Saved entries
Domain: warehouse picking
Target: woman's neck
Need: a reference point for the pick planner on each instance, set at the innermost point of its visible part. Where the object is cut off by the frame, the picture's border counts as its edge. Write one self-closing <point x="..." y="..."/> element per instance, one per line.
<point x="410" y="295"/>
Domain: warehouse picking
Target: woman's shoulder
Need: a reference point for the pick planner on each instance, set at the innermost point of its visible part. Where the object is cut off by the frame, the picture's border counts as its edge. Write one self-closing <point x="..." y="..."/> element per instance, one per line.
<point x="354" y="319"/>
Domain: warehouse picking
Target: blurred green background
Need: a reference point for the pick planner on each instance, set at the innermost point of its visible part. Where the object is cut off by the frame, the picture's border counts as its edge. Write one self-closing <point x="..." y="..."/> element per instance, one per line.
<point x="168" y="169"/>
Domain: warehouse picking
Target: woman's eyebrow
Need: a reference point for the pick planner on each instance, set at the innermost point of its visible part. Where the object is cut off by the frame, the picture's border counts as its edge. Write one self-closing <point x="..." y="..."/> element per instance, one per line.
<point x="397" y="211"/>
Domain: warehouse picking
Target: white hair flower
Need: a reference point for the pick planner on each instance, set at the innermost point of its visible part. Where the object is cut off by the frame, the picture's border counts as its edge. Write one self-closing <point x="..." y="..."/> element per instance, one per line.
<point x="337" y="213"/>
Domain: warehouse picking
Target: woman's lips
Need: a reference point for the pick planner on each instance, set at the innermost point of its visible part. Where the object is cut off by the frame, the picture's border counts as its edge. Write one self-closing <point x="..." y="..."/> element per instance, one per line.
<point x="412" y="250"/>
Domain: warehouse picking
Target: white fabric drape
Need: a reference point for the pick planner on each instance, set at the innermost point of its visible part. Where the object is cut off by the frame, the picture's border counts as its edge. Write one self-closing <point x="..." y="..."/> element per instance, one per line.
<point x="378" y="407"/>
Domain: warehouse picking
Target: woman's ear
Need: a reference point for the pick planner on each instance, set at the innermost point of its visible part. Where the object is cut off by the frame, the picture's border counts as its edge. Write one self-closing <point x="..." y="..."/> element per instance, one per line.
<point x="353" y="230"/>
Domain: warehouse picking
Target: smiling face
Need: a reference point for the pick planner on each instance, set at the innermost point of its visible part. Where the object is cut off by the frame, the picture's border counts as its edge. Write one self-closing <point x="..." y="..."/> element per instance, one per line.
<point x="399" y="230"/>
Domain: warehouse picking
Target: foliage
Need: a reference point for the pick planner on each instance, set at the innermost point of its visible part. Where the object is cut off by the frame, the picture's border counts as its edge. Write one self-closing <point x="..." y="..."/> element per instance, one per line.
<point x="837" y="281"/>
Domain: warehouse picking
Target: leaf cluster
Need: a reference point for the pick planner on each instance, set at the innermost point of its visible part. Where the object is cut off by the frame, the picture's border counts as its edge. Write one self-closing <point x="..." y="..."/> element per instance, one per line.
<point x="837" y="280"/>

### To do
Write out every entry again, keeping each line exactly the same.

### Reply
Domain: warehouse picking
Target: woman's neck
Need: a reference point for the pick planner on each instance, set at the innermost point of its visible part. Where the object is cut off by the frame, the picture's border counts as its edge. Write one self-closing <point x="..." y="..."/> element per instance, one per line.
<point x="410" y="295"/>
Domain: warehouse picking
Target: woman's shoulder
Need: a reference point for the pick planner on each instance, set at the innermost point of its visible part. Where the object is cut off by the frame, the picture's border counts as its edge. Write one self-closing <point x="..." y="..."/> element per instance, one per line.
<point x="354" y="319"/>
Domain: warehouse picking
Target: blurred green background
Need: a reference point for the pick planner on each instance, set at the innermost point of its visible part. Where the object is cut off by the frame, the picture's border counts as its edge. Write one self-closing <point x="..." y="..."/> element per instance, one per line.
<point x="168" y="169"/>
Domain: warehouse picking
Target: woman's eyebrow
Need: a reference point for the pick planner on each instance, set at the innermost point of its visible part. Where the object is cut off by the frame, the picture's border counts as its edge. Write one self-closing <point x="..." y="..."/> element per instance, one per line.
<point x="397" y="211"/>
Domain: warehouse picking
Target: white hair flower
Need: a reference point for the pick planner on each instance, set at the innermost point of its visible part. Where the object is cut off by the frame, the picture's border counts as its edge. Write one self-closing <point x="..." y="..."/> element per instance, one per line.
<point x="337" y="213"/>
Domain: warehouse picking
Target: woman's lips
Need: a reference point for the pick planner on each instance, set at the innermost point of its visible part. Where the object is cut off by the frame, the picture's border counts as its edge. Write one self-closing <point x="..." y="..."/> element per instance, one per line.
<point x="412" y="250"/>
Domain: warehouse picking
Target: white fabric drape
Need: a reference point for the pick planner on each instance, set at the innermost point of its visible part. Where the object is cut off by the frame, the picture's border counts as its edge. Write one self-closing <point x="..." y="..."/> element per instance, one per line.
<point x="378" y="407"/>
Domain: warehouse picking
Target: woman's ear
Need: a reference point for the pick planner on each instance, set at the innermost point of its visible part. Where the object is cut off by the frame, the picture's border counts as its edge. Write one self-closing <point x="..." y="..."/> element per instance, one per line.
<point x="353" y="230"/>
Domain: warehouse picking
Target: smiling face
Need: a reference point for the pick planner on each instance, set at the innermost point of its visible part. Where the object is cut off by the frame, the picture's border counts as its edge. Write one self-closing <point x="..." y="..."/> element per instance, one per line.
<point x="399" y="230"/>
Domain: warehouse picking
Target: foliage
Need: a reference point for the pick planner on each instance, set at the innermost point of its visible part. Where the object is cut off by the frame, the picture's border counts as its edge. Write one self-closing <point x="..." y="..."/> element per instance, one per line.
<point x="837" y="281"/>
Domain: warehouse picking
Target: leaf cluster
Need: a reference point for the pick planner on each instance, set at the innermost point of its visible part. Where the object is cut off by the frame, the picture's border counts as its edge. Write one self-closing <point x="..." y="..."/> element per instance, one per line.
<point x="837" y="280"/>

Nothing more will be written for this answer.